*EXERCISE DETAILS*.
Can you recast all of the rows below as a numbered list, skipping any blank lines and leaving the pictures out?

Rows from a pointing dataset
====
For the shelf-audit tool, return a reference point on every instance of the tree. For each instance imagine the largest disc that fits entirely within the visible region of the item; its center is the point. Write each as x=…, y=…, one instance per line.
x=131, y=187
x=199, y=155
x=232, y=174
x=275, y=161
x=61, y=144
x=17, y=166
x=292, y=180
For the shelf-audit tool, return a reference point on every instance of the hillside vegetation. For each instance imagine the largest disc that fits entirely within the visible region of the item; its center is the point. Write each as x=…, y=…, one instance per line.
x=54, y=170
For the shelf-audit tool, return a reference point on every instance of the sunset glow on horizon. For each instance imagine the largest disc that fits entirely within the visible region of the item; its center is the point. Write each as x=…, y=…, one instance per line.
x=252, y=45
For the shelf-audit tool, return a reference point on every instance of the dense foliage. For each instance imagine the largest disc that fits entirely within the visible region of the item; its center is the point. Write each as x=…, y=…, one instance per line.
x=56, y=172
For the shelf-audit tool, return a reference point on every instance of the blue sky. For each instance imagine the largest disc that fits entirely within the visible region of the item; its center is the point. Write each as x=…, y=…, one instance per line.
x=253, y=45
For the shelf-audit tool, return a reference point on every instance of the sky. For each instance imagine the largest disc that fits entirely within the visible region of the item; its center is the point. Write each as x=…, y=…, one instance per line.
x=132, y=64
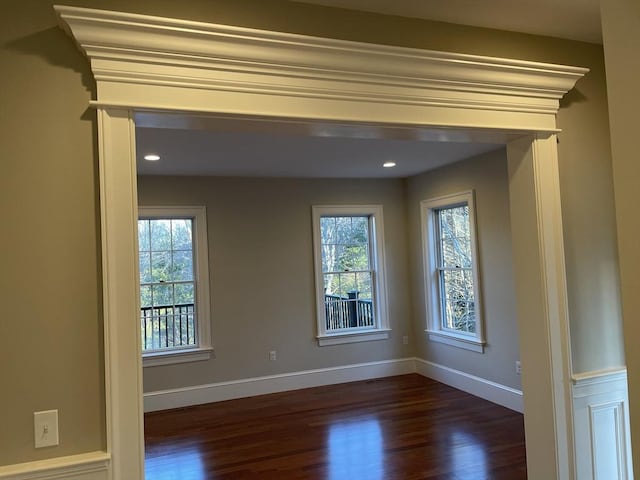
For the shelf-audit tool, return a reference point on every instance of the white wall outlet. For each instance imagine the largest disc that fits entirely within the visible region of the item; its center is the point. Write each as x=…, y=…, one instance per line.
x=45, y=428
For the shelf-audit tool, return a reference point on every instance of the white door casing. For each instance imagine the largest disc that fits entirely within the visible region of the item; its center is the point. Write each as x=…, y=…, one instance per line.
x=155, y=65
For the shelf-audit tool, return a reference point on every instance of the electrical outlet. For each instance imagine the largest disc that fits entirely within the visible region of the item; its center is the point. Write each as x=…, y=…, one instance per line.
x=45, y=428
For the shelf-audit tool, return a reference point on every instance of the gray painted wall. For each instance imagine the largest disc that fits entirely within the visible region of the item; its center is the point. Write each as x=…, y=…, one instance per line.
x=261, y=274
x=487, y=176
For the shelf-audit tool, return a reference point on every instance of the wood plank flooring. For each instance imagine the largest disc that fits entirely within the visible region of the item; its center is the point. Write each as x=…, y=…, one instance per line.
x=405, y=428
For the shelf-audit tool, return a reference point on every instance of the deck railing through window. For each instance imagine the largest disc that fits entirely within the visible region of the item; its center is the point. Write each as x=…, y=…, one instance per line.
x=167, y=326
x=347, y=312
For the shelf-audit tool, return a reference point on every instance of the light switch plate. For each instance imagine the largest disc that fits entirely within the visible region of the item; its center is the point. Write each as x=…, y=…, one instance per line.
x=45, y=428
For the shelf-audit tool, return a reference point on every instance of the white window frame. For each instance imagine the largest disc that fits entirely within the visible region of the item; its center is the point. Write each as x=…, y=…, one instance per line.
x=435, y=330
x=380, y=331
x=203, y=348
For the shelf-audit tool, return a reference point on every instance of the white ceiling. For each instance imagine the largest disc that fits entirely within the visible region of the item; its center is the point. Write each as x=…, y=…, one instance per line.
x=228, y=147
x=570, y=19
x=262, y=154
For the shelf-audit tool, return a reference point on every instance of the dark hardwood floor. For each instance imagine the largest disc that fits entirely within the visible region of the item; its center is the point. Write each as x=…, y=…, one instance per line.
x=406, y=427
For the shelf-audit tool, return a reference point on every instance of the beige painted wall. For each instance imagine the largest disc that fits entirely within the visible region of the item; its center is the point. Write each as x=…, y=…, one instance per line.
x=487, y=176
x=50, y=265
x=261, y=273
x=621, y=30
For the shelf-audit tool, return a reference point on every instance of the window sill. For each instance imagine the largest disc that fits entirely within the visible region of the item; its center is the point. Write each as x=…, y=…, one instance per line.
x=473, y=344
x=156, y=359
x=353, y=337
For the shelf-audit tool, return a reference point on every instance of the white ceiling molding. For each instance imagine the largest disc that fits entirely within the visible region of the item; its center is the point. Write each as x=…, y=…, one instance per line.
x=227, y=66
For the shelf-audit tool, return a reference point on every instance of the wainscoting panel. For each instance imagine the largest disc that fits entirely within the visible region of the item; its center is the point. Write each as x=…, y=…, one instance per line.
x=480, y=387
x=248, y=387
x=85, y=466
x=601, y=426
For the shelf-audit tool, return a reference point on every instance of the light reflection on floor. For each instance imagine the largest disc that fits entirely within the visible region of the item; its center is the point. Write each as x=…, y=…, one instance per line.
x=356, y=450
x=468, y=456
x=184, y=463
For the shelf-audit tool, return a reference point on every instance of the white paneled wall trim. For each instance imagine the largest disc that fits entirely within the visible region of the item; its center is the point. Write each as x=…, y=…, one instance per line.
x=216, y=392
x=85, y=466
x=601, y=424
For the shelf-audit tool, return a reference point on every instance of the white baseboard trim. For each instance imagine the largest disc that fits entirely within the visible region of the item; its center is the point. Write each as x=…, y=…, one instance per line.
x=480, y=387
x=248, y=387
x=601, y=425
x=85, y=466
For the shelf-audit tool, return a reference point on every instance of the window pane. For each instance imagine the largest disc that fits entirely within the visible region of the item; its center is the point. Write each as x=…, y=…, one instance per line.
x=143, y=235
x=334, y=257
x=328, y=232
x=458, y=300
x=181, y=232
x=360, y=230
x=145, y=296
x=184, y=294
x=145, y=267
x=162, y=294
x=456, y=252
x=343, y=229
x=355, y=257
x=347, y=287
x=363, y=285
x=182, y=269
x=331, y=284
x=455, y=237
x=160, y=234
x=160, y=267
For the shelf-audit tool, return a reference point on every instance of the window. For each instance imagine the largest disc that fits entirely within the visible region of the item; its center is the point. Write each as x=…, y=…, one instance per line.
x=451, y=271
x=350, y=280
x=174, y=285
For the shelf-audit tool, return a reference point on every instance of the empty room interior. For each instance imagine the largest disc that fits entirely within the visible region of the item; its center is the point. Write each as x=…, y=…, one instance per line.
x=263, y=297
x=259, y=183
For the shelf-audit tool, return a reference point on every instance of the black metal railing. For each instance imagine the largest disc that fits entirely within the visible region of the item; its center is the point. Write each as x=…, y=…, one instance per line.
x=167, y=326
x=347, y=312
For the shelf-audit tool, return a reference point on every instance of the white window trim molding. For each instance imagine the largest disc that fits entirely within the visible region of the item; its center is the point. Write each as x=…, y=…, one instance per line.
x=201, y=265
x=377, y=253
x=433, y=308
x=221, y=70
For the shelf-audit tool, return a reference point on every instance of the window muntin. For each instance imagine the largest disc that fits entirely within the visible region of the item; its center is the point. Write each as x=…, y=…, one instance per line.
x=167, y=283
x=451, y=272
x=455, y=269
x=348, y=278
x=350, y=281
x=174, y=284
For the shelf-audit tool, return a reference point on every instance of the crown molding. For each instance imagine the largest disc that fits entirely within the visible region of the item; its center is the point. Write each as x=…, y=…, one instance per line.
x=193, y=56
====
*THE REPLY*.
1. For the shelf-audit tool, return a reference point on every instance of the tree. For each instance imagine the largest disc that fits entirely within the visible region of the item; its center is the point. Write each as x=…, y=…, one instance per line.
2. x=131, y=187
3. x=199, y=155
4. x=232, y=174
5. x=275, y=161
6. x=61, y=144
7. x=17, y=166
8. x=292, y=180
9. For the shelf-audit tool, return a reference point on every instance of the hillside vegetation. For each instance imagine the largest disc that fits entirely within the visible region of the item; its center is the point. Write each as x=…, y=…, one instance per line.
10. x=54, y=170
11. For the shelf-audit tool, return a reference point on every instance of the sunset glow on horizon. For each instance imagine the largest disc that fits entirely within the visible region of the item; its center is the point. Write each as x=…, y=…, one instance per line.
12. x=252, y=45
13. For the shelf-audit tool, return a reference point on every instance of the dense foliage. For each instance imagine the largest disc that fits entirely within the visible region of the item; its center is the point. Write each as x=…, y=…, one instance per line.
14. x=56, y=172
15. For the shelf-audit tool, return a reference point on every instance of the blue sky. For each instance imagine the largest disc that fits entirely within the visible region of the item; its center is the point. Write each as x=…, y=…, one instance per line.
16. x=253, y=45
17. For the shelf-audit tool, return a reference point on every instance of the sky. For each instance imagine the largest disc that fits entirely within the visible region of the item; its center is the point. Write each as x=…, y=…, one instance per line.
18. x=132, y=64
19. For the shelf-audit tool, return a reference point on every instance of the white wall outlet. For each instance imagine the largest disc that fits entirely within the visible region of the item; its center is the point. Write each as x=…, y=…, one instance per line.
20. x=45, y=428
21. For the shelf-audit tool, return a reference point on every instance of the white door casing. For each instance imagine the largest disc that fits entirely within the visible region of the item; its center is the point. Write each as x=…, y=…, one instance per line.
22. x=155, y=65
23. For the shelf-audit tool, return a reference point on every instance of the electrical outlet. For each instance imagine the largest disc that fits entirely within the visible region of the item; its center is the point. Write each as x=…, y=…, one instance per line.
24. x=45, y=428
25. For the shelf-audit tool, return a reference point on every instance of the gray painted wall. For each instance imagine the largest disc that fits entirely within the visible region of the item; its center is the point. Write each as x=…, y=…, one instance per line.
26. x=261, y=274
27. x=487, y=176
28. For the shelf-audit tool, return a reference point on every instance of the wood plank flooring. For each instance imagine the largest disc that fits entirely within the visible region of the item; its center is the point. Write each as x=…, y=…, one instance per line.
29. x=405, y=428
30. For the shelf-audit tool, return a reference point on every instance of the deck railing through window. For each instance imagine the largest disc that fits entirely within the visible region of the item; its center is the point. Write each as x=…, y=…, one instance per line.
31. x=167, y=326
32. x=347, y=312
33. For the shelf-audit tool, return a reference point on every instance of the light switch plate. For each instance imagine the largest disc that fits entirely within the visible region of the item; its center is the point. Write each as x=…, y=…, one instance per line.
34. x=45, y=428
35. For the shelf-audit tool, return a reference point on every instance of the white window frame. For each instance imagine the largest disc that fits entirely within the visible region of the item; its center is the point. Write each as x=…, y=…, one instance per line.
36. x=435, y=330
37. x=380, y=331
38. x=203, y=348
39. For the shelf-audit tool, return a reference point on every instance of the white ceiling. For each instance imagine the largest disc that fits entirely within the visible region of the item; its center is the point. Write each as x=…, y=…, one instance per line.
40. x=228, y=147
41. x=570, y=19
42. x=262, y=154
43. For the shelf-audit tool, return a reference point on every instance of the dark hardwood floor. For each instance imagine the largest disc that fits entirely within the visible region of the item; its center is the point. Write each as x=…, y=…, one instance per line.
44. x=406, y=427
45. For the shelf-audit tool, return a reference point on every instance of the beige painted wall. For each instance imagine the largest disc that fits entirely within the visible region of the item; its center is the point. Write each as x=…, y=…, one instance per line.
46. x=487, y=176
47. x=50, y=265
48. x=261, y=273
49. x=621, y=30
50. For the shelf-audit tool, return a reference point on every instance of the window sill. For each instance imagine the largest disc that fits entirely within the visible region of the item; its center is the point. Write each as x=…, y=…, one instance per line.
51. x=473, y=344
52. x=156, y=359
53. x=353, y=337
54. For the shelf-audit tool, return a reference point on every instance of the white ceiling molding. For each instance imagine the largest disc that fits entirely within the visible region of the item; its center is the point. Write each as x=…, y=…, one instance per line.
55. x=227, y=66
56. For the shelf-audit tool, return a reference point on every instance of the wainscoting panel. For each instance imagine the largest disc that fits entirely within the visible region of the item; its center is the point. Write each as x=…, y=…, one instance per line.
57. x=480, y=387
58. x=248, y=387
59. x=85, y=466
60. x=601, y=426
61. For the shelf-audit tool, return a reference point on every instance of the light reflection on floor. For each instance imagine the largest disc that fits entirely within the visible region of the item; its center is the point. Write each as x=…, y=…, one instance per line.
62. x=356, y=450
63. x=468, y=456
64. x=184, y=463
65. For the shelf-audit tool, return a reference point on every instance of the white paneled wall trim. For each instance imagine the largest disc that fits entirely within the visible region of the item; its center is the point. Write each as x=…, y=…, one instance per line.
66. x=216, y=392
67. x=85, y=466
68. x=601, y=424
69. For the shelf-audit tool, return a reference point on every instance of the white baseboard trim. For each instance imagine the largest disc that fits entirely within the visible region of the item; its center is the point. Write each as x=…, y=…, one instance per line.
70. x=480, y=387
71. x=248, y=387
72. x=601, y=425
73. x=85, y=466
74. For the shelf-audit tool, return a reference point on every instance of the window pane. For each instance imagine the largest disc that fits entirely within the visible region of the item; its center is the point. Write each as x=…, y=…, one instance per line.
75. x=143, y=235
76. x=334, y=257
77. x=328, y=232
78. x=458, y=300
79. x=181, y=232
80. x=360, y=230
81. x=145, y=296
82. x=184, y=294
83. x=145, y=267
84. x=162, y=294
85. x=456, y=252
86. x=343, y=229
87. x=355, y=257
88. x=347, y=287
89. x=363, y=285
90. x=182, y=269
91. x=331, y=284
92. x=455, y=237
93. x=160, y=234
94. x=160, y=267
95. For the shelf-audit tool, return a reference point on every instance of the window. For each instance imagine the largest disc that fits entirely within the visible region of the item; its center is the point. Write each as x=…, y=…, one instance per line.
96. x=451, y=271
97. x=350, y=280
98. x=174, y=285
99. For the shelf-audit tool, return a reference point on every instance of the empty room interior. For each instance imagine the largest disc that fits entirely within the visible region of the item; its center is the point. Write each as x=…, y=…, one instance per line.
100. x=263, y=297
101. x=259, y=183
102. For the shelf-audit tool, return a reference point on every instance of the black metal railing. For each instance imagine the largest disc that fits entirely within the visible region of the item; its center is the point. Write each as x=…, y=…, one instance per line.
103. x=167, y=326
104. x=347, y=312
105. For the shelf-audit tool, return a reference point on every instance of the white window trim molding. For each instance imagine the largest disc that fits entirely within the visible region of the item; its center is the point. Write each as x=…, y=…, one instance per line.
106. x=201, y=265
107. x=377, y=253
108. x=433, y=308
109. x=221, y=70
110. For the shelf-audit tool, return a reference point on every instance of the window muntin. For each instance imagine the largest disc that fits entirely within the visible region of the item; its center is the point. Write each as x=…, y=…, one instance per line.
111. x=167, y=283
112. x=451, y=272
113. x=455, y=269
114. x=348, y=278
115. x=350, y=281
116. x=174, y=284
117. For the shelf-audit tool, return a reference point on every instance of the crown molding. For each instance imagine the largest disc that fits entirely within the visible region of the item; its center is the point. Write each as x=…, y=…, one instance per line.
118. x=193, y=56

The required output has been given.